Coordinate labeling data

★ ★ ★ ★

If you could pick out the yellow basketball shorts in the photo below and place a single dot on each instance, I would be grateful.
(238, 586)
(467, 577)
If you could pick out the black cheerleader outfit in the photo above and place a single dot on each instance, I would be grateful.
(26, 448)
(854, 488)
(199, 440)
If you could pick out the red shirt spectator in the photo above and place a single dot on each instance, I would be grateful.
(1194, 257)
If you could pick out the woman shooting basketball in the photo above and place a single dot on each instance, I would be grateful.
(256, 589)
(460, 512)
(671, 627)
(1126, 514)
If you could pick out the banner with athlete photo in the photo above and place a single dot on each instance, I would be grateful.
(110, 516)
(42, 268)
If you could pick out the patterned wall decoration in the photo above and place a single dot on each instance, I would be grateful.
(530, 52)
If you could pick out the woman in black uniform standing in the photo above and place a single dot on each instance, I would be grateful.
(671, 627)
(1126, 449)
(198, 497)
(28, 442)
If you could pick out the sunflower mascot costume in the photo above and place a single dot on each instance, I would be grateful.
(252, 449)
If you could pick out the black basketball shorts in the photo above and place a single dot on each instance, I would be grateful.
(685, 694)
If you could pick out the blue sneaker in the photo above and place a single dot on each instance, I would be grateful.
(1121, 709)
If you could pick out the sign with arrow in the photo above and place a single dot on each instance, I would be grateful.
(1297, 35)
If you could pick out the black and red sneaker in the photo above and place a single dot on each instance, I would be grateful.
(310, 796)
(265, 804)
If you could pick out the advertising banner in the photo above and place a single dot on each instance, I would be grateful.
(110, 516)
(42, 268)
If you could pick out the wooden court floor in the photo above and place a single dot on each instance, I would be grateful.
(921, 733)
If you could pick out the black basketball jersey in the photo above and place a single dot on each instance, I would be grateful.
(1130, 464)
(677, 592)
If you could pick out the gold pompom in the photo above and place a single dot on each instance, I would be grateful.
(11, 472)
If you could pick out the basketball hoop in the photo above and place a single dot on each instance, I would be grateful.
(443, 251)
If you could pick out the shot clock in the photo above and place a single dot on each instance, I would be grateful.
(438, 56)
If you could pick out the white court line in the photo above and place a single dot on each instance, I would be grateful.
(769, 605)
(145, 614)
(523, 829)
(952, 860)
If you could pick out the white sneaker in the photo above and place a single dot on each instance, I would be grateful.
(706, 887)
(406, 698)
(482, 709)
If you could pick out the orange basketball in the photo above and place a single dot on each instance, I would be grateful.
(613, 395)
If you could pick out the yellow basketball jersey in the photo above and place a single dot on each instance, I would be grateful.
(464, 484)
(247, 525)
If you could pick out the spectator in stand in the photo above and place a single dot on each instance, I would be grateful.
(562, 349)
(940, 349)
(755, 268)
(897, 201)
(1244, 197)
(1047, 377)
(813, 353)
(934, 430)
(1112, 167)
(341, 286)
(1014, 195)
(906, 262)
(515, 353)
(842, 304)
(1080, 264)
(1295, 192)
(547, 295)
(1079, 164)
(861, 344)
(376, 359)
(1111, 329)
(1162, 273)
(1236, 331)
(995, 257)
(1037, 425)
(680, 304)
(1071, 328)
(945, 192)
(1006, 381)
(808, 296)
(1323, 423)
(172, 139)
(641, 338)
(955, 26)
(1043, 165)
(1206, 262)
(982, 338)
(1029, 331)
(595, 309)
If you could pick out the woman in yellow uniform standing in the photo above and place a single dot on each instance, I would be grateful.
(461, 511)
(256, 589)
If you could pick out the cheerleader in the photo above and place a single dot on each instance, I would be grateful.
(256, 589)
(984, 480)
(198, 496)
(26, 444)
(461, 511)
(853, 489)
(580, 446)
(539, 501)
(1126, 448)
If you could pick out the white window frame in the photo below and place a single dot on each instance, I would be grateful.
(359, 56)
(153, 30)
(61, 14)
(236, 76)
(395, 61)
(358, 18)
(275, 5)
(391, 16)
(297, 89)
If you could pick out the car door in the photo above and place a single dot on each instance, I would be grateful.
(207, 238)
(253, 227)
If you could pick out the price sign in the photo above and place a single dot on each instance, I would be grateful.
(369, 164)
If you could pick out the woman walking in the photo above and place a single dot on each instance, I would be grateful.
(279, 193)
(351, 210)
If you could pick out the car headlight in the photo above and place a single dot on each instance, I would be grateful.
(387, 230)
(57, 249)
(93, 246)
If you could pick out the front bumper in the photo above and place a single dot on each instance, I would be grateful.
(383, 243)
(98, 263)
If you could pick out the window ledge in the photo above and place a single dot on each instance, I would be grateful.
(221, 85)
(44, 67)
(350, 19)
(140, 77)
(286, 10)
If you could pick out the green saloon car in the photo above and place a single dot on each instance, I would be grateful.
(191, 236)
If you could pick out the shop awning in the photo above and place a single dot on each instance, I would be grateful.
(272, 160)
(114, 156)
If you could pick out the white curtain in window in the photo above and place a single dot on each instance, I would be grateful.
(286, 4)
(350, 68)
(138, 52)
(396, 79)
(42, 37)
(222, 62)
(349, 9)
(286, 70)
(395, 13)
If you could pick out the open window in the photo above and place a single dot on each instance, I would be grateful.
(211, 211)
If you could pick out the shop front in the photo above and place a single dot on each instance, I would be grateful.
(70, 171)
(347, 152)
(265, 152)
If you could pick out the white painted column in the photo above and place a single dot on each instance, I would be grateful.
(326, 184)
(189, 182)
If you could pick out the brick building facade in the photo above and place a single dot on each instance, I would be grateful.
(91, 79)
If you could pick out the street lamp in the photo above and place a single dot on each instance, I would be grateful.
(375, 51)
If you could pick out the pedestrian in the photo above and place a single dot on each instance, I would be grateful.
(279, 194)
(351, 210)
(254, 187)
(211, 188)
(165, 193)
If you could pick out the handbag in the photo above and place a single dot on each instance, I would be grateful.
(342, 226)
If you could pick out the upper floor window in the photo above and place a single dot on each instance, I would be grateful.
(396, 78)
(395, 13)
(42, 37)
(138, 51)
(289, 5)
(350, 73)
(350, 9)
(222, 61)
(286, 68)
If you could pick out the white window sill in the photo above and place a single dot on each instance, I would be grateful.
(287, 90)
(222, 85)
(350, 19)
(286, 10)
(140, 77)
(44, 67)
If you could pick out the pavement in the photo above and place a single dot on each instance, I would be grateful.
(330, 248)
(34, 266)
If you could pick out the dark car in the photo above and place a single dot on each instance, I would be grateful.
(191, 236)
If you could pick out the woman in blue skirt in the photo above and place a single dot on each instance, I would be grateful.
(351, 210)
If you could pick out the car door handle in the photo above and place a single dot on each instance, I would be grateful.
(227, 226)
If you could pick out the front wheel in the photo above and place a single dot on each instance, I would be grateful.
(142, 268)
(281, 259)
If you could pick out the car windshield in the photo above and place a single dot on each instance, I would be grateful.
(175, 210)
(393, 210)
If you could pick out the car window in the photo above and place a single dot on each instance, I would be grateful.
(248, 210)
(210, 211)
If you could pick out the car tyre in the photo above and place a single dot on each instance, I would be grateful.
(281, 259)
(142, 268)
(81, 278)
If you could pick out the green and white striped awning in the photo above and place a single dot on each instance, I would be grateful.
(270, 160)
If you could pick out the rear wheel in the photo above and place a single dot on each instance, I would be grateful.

★ ★ ★ ★

DO THIS: Rewrite every item, replacing "place a single dot on each instance" with "mark each occurrence with one point" and leaving everything else unchanged.

SOLUTION BELOW:
If you could pick out the yellow basketball shorts in the photo below and mark each occurrence with one point, I would be grateful.
(238, 586)
(467, 577)
If you could pick out the black cheerleader outfit in the photo above and mark each occurrence with one point, I would be grateful.
(26, 448)
(854, 488)
(199, 440)
If you could pick out the red shirt spectator in the photo above and mark each occurrence with one point, I would be grateful.
(1194, 257)
If you could pick out the woman shooting basketball in the photo above and mark each occurrence with one point, I would be grateful.
(256, 589)
(460, 512)
(671, 627)
(1126, 514)
If you could pick out the banner with athlete photo in the photo above and mark each occurrence with one point, I would be grateful.
(110, 516)
(42, 268)
If you could pick out the patterned wall decoration in the photo above and mark each occurrence with one point, I would be grateful.
(530, 52)
If you could pick out the woman in black uniform standing in the photo above and mark each occurrence with one point, I would be grateful.
(671, 627)
(1126, 449)
(198, 497)
(28, 442)
If you could pick out the sunflower mascot costume in the photo above and mark each occurrence with one point, I would be grateful.
(252, 449)
If you could pick out the black basketball shorts in the photo above and mark each occurrence with one point, I would be grateful.
(685, 694)
If you could pick out the blue sneaker in the photo above and mark each occurrence with one point, I would be grateful.
(1121, 709)
If you could pick out the sign with arrow in the photo above and mark each occurrence with one point, I would be grateful.
(1297, 35)
If you could pick out the black and red sneaker in the photo above and mark each occurrence with one point, I would be grateful.
(310, 796)
(265, 804)
If you could pick out the advertising banner in the photo above and mark each occurrence with one point, I would be grateful.
(110, 516)
(42, 268)
If you could pick out the wooden court floor in the photo above and mark each occurrence with one point, I would be grateful.
(921, 733)
If you could pick out the black basketball jersey in the photo above and mark each occurrence with one point, I would be grateful.
(1130, 464)
(677, 592)
If you could pick out the gold pompom in the photo above and mark each occurrence with one point, I would be grateful.
(11, 472)
If you could pick out the basketball hoop in the photo above and mark each occurrence with one point, I would be grateful.
(443, 251)
If you could pick out the shot clock in the photo above and mark each occurrence with one point, I would be grateful.
(438, 56)
If you could pick out the white court line in the photo above and mark each occurrence with one point, I would be grateful.
(769, 605)
(145, 614)
(523, 829)
(952, 860)
If you could pick out the white sneaker in the photo above and mark each occurrence with one point, I would be grateful.
(706, 887)
(406, 698)
(482, 709)
If you could pick out the orange basketball in the photo above and mark each occurrence with one point, I would be grateful.
(613, 395)
If you could pick out the yellow basketball jersey in the photo above and mark each occurrence with one point, I would be grateful.
(464, 484)
(247, 525)
If you could pick out the spectator in stand in the photo above and mark each occurrence with one point, I would be grateful.
(562, 349)
(940, 349)
(755, 268)
(897, 201)
(1244, 197)
(1047, 377)
(813, 353)
(934, 430)
(1112, 167)
(341, 286)
(1014, 195)
(906, 262)
(515, 353)
(842, 304)
(1080, 264)
(1295, 192)
(547, 295)
(1079, 164)
(861, 344)
(376, 359)
(1111, 329)
(1162, 273)
(1236, 331)
(995, 257)
(1037, 425)
(680, 304)
(1071, 328)
(945, 192)
(1006, 381)
(808, 296)
(1323, 423)
(172, 139)
(641, 338)
(955, 26)
(1043, 165)
(1206, 262)
(982, 338)
(1029, 331)
(595, 309)
If you could pick out the woman in yellow uniform standing in the photo above and mark each occurrence with one point, I would be grateful.
(461, 511)
(256, 589)
If you could pick out the cheerleader in the photo above and mark each occurrence with one point, I would be grateful.
(256, 589)
(984, 480)
(198, 496)
(26, 444)
(461, 511)
(853, 489)
(580, 446)
(539, 501)
(1126, 448)
If you could pick out the white window frame in the photo below and mark each occurrence with one point, I would be grateful.
(359, 56)
(153, 30)
(61, 14)
(236, 76)
(395, 61)
(358, 18)
(275, 5)
(391, 16)
(297, 89)
If you could pick out the car door in the photo above and mark each occurrence with one point, I would be grateful.
(207, 238)
(253, 227)
If you could pick out the price sign in the photo above and mark each occurrence with one point, I would be grateful.
(369, 164)
If you could pick out the woman walking in the photo above and mark each occurrence with one point, I would be grateful.
(279, 193)
(351, 210)
If you could pick out the car headlight in the photo above and mark each occurrence with one point, I would be grateful.
(387, 230)
(57, 249)
(93, 246)
If you could pick out the front bumper in the photo above and mark each occurrence with one point, I would be grateful.
(383, 243)
(98, 263)
If you could pick out the window ledge in the photo above and mark each occurrence with one point, I would be grateful.
(221, 85)
(44, 67)
(350, 19)
(140, 77)
(286, 10)
If you could pick out the green saloon car in the photo above and mark each occurrence with one point, I would be grateful.
(191, 236)
If you could pick out the shop awning in the photo above and mark each occurrence with one point, I would be grateful.
(272, 160)
(114, 156)
If you could pick out the white curtain in window in the photo above and mark each occurrence with one point, I would be grateful.
(286, 4)
(350, 68)
(138, 52)
(396, 79)
(42, 37)
(222, 62)
(349, 9)
(286, 70)
(395, 13)
If you could pick out the open window in the photo above and mark each occurrence with one point, I would be grateful.
(211, 211)
If you could pick out the shop front in the photo above and mark each occurrence with one point, I would be grateful.
(70, 171)
(347, 152)
(265, 152)
If you could pick out the white painted column in the photo above and mark each occurrence with one point, I would be grateful.
(326, 184)
(189, 182)
If you could pick out the brick building facade in the photo above and mark each occurrence with one point, I would be grateful.
(91, 79)
If you could pick out the street lamp in the photo above and mark each occurrence with one point, I would be grateful.
(375, 51)
If you could pick out the pedestrian in the photo above and mark each occurrence with one point, I would be grateful.
(279, 194)
(351, 210)
(254, 187)
(211, 188)
(165, 193)
If you could pick out the handbag in the photo above and mark each occurrence with one point, I would be grateful.
(342, 226)
If you could pick out the upper floor window in the photo above and mark each occurrence with one point, I would be grateful.
(396, 78)
(395, 13)
(42, 37)
(138, 51)
(289, 5)
(350, 73)
(350, 9)
(222, 61)
(286, 68)
If you could pick out the white window sill in the photo above and mark each occurrence with one point, I would be grateful.
(287, 90)
(222, 85)
(350, 19)
(286, 10)
(140, 77)
(44, 67)
If you could pick out the pavement in the photo above and mark each occurrence with one point, I would be grateful.
(330, 248)
(34, 266)
If you could pick out the dark car in the photo above and mark each occurrence with one point, I would be grateful.
(191, 236)
If you could pick out the woman in blue skirt in the photo above and mark each occurrence with one point, I would be grateful.
(351, 210)
If you could pick out the car door handle in the photo above and mark each occurrence with one point, I would be grateful.
(227, 226)
If you could pick out the front wheel in the photo above and mark each occurrence with one point, I would be grateful.
(142, 268)
(281, 259)
If you could pick out the car windshield in the photo above and mark each occurrence with one point, I would be grateful.
(175, 210)
(393, 210)
If you could pick out the car window in the photo above and mark each occurrence with one point, I would be grateful.
(248, 210)
(210, 211)
If you could pick out the car tyre in the photo above and mark each occurrence with one point, I would be grateful.
(281, 259)
(142, 268)
(81, 278)
If you could pick out the green and white striped awning in the photo above and mark each occurrence with one point, I would be grateful.
(270, 160)
If you could pick out the rear wheel in the photo above and mark each occurrence with one point, I would be grateful.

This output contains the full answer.